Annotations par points

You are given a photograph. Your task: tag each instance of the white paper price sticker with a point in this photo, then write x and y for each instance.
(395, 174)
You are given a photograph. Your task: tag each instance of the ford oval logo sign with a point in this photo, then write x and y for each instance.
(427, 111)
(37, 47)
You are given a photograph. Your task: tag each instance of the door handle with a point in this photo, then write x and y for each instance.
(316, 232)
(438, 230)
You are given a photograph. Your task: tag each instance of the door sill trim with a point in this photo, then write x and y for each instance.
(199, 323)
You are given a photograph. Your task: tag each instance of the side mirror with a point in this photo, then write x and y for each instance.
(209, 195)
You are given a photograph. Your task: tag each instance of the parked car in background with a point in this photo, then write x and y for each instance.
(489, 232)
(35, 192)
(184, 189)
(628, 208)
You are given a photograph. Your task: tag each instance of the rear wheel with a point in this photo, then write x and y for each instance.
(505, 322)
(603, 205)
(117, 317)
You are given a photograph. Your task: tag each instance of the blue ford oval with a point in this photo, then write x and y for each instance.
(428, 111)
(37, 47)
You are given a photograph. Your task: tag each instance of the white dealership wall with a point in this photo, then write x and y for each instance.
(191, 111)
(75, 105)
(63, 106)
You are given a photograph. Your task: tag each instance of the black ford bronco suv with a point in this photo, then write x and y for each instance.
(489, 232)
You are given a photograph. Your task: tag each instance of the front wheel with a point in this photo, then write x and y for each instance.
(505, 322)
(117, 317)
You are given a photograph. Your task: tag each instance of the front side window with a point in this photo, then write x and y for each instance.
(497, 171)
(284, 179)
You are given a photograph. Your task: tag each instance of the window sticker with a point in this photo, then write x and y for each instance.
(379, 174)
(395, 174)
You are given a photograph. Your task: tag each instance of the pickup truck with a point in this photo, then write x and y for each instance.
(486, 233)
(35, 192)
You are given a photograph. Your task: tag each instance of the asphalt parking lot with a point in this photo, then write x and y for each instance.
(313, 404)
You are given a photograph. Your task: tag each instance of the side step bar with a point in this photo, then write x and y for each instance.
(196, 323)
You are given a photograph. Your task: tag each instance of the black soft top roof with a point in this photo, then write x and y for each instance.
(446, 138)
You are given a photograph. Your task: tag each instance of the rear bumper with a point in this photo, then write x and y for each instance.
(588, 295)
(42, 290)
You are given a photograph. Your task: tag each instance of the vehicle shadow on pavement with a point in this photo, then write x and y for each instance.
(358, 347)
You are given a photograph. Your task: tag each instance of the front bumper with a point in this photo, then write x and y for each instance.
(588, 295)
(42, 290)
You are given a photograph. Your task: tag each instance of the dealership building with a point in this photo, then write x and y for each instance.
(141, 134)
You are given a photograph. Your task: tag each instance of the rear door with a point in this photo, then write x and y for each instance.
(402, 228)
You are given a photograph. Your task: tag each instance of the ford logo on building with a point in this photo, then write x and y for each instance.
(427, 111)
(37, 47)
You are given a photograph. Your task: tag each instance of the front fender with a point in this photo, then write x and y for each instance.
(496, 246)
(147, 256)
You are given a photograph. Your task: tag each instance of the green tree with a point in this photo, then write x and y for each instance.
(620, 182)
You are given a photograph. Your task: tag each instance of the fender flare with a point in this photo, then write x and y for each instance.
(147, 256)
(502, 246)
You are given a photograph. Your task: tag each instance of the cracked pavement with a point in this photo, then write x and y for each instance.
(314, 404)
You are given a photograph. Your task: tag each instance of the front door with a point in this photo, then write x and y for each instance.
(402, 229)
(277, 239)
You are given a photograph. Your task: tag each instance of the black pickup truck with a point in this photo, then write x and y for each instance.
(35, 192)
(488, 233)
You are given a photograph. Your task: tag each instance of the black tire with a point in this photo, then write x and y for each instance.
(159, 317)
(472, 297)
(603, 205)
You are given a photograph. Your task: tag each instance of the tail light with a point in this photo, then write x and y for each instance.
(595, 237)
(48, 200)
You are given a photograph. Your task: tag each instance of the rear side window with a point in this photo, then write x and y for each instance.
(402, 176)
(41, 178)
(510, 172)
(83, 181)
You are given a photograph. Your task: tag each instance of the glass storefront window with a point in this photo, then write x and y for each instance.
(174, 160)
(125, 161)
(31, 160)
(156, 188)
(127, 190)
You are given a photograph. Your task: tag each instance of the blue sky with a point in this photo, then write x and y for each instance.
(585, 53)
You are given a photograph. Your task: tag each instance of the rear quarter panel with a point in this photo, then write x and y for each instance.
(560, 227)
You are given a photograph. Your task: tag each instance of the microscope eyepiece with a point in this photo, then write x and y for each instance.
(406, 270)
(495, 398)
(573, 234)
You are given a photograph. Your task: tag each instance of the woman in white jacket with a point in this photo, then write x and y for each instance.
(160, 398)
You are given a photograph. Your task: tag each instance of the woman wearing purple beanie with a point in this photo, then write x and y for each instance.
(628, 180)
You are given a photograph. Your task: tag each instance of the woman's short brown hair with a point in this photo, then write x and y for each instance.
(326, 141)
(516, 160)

[Consigne donnée]:
Recopiez les items ci-dessus, en commençant à la ligne qui contient « the woman wearing » et en allant jusqu'à la fin des items, consignes comprises. Ajoutez 87 à chaque coordonnée des réponses.

[Corrigé de l'exercice]:
You are given a photograph. Your task: tag each instance of the woman wearing purple beanie with a point in this photo, then write x and y for each instance.
(715, 267)
You are given a photograph. Your task: tag each instance of the woman's short brown hair with a point in this photo, then write x and y for each instance.
(413, 228)
(603, 247)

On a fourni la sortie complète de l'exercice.